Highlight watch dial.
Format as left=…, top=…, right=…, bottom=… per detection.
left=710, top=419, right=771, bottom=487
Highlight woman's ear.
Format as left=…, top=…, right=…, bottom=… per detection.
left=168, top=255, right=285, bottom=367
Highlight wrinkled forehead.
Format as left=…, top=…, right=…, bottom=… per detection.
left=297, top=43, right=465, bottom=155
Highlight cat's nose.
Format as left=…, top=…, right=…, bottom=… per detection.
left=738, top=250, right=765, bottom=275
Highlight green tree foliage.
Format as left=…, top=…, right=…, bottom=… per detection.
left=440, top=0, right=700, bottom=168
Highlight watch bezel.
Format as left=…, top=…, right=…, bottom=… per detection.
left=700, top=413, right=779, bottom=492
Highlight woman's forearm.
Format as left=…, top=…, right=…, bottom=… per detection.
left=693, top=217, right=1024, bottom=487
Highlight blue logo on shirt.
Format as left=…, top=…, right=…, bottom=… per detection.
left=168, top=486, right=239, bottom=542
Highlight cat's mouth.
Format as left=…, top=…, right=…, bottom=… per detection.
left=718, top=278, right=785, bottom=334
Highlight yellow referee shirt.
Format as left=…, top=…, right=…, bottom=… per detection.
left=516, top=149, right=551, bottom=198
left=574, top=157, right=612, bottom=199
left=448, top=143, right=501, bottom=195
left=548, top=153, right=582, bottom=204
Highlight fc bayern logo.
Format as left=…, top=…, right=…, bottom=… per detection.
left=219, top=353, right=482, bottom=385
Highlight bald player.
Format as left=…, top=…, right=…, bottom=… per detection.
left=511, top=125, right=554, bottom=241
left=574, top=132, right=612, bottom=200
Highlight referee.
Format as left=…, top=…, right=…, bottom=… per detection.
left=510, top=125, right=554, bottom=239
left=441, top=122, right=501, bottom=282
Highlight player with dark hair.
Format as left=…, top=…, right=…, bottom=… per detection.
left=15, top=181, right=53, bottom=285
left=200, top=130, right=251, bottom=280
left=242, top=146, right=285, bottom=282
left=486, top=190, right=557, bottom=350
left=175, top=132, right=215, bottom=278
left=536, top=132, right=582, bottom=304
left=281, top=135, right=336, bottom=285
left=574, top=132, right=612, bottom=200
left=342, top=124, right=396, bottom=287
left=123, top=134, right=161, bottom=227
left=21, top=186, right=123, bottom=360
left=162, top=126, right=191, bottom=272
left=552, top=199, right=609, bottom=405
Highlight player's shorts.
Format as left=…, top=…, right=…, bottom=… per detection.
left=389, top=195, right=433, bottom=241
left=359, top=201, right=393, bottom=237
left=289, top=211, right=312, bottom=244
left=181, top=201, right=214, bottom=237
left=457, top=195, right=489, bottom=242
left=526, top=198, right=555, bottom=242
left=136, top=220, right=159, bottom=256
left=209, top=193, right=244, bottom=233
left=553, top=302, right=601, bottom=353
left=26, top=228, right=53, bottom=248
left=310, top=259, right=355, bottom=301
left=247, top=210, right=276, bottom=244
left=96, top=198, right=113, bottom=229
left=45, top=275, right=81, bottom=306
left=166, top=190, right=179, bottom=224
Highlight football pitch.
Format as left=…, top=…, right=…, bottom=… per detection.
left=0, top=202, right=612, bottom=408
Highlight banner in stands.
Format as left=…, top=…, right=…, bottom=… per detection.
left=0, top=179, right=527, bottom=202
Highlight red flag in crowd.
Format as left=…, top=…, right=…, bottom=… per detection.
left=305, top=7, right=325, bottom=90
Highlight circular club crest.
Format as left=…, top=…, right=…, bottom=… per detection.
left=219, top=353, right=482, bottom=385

————

▶ **What you are asked to do**:
Lay out every row above as a numbered list, skipping any blank lines.

▶ **Exercise solution**:
1. Highlight watch dial.
2. Format as left=…, top=…, right=…, bottom=… per detection.
3. left=710, top=419, right=771, bottom=487
4. Highlight woman's ear.
5. Format as left=…, top=…, right=…, bottom=… per detection.
6. left=168, top=255, right=285, bottom=367
7. Highlight wrinkled forehead.
8. Format as left=…, top=…, right=…, bottom=… per detection.
9. left=297, top=43, right=465, bottom=155
10. Highlight cat's nose.
11. Format as left=…, top=…, right=…, bottom=… per detection.
12. left=738, top=250, right=765, bottom=275
13. Highlight green tree foliage.
14. Format as left=…, top=…, right=…, bottom=… per detection.
15. left=440, top=0, right=700, bottom=168
16. Highlight watch bezel.
17. Format as left=…, top=…, right=…, bottom=… per detection.
18. left=700, top=413, right=779, bottom=492
19. Highlight woman's forearm.
20. Format as left=…, top=…, right=…, bottom=… per detection.
21. left=693, top=217, right=1024, bottom=487
22. Highlight blue logo on shirt.
23. Format as left=…, top=…, right=…, bottom=… per detection.
24. left=168, top=486, right=239, bottom=542
25. Highlight cat's mouth.
26. Format as left=…, top=…, right=…, bottom=… per detection.
27. left=718, top=278, right=785, bottom=334
28. Highlight yellow referee shirt.
29. Format as left=…, top=…, right=…, bottom=… per detection.
30. left=516, top=149, right=551, bottom=198
31. left=574, top=157, right=612, bottom=199
32. left=448, top=143, right=501, bottom=195
33. left=548, top=153, right=582, bottom=204
34. Highlight fc bayern logo.
35. Format as left=…, top=…, right=…, bottom=… per detection.
36. left=219, top=353, right=482, bottom=385
37. Highlight bald player.
38. Format as left=…, top=…, right=…, bottom=… per detection.
39. left=511, top=125, right=554, bottom=241
40. left=574, top=132, right=612, bottom=200
41. Highlight referee.
42. Format as left=…, top=…, right=…, bottom=… per detection.
43. left=510, top=125, right=554, bottom=239
44. left=441, top=122, right=501, bottom=282
45. Highlight player with dark hair.
46. Format as left=…, top=…, right=…, bottom=… per detection.
47. left=15, top=181, right=53, bottom=285
48. left=200, top=130, right=251, bottom=280
49. left=242, top=146, right=285, bottom=282
50. left=486, top=190, right=557, bottom=350
51. left=175, top=132, right=215, bottom=278
52. left=536, top=132, right=582, bottom=304
53. left=281, top=135, right=336, bottom=285
54. left=574, top=132, right=612, bottom=200
55. left=342, top=124, right=396, bottom=287
56. left=123, top=134, right=161, bottom=227
57. left=21, top=186, right=123, bottom=360
58. left=162, top=126, right=191, bottom=272
59. left=552, top=199, right=609, bottom=405
60. Highlight player's shorts.
61. Format as left=…, top=…, right=…, bottom=… per detection.
62. left=389, top=195, right=433, bottom=241
63. left=359, top=201, right=393, bottom=237
64. left=289, top=211, right=312, bottom=244
65. left=181, top=201, right=214, bottom=237
66. left=457, top=195, right=489, bottom=242
67. left=526, top=198, right=555, bottom=242
68. left=136, top=220, right=159, bottom=256
69. left=209, top=193, right=244, bottom=233
70. left=553, top=302, right=601, bottom=353
71. left=26, top=228, right=53, bottom=248
72. left=310, top=259, right=355, bottom=301
73. left=247, top=210, right=276, bottom=244
74. left=96, top=198, right=113, bottom=229
75. left=45, top=275, right=81, bottom=306
76. left=166, top=190, right=179, bottom=224
77. Highlight football pitch.
78. Format as left=…, top=…, right=…, bottom=… per detection.
79. left=0, top=202, right=612, bottom=408
80. Highlight banner in stands.
81. Format as left=…, top=…, right=…, bottom=… per detection.
82. left=0, top=179, right=527, bottom=202
83. Highlight red flag in crowd.
84. Format as left=…, top=…, right=…, bottom=… per detection.
85. left=305, top=7, right=325, bottom=90
86. Highlight circular club crest.
87. Format as left=…, top=…, right=…, bottom=… per detection.
88. left=219, top=353, right=482, bottom=385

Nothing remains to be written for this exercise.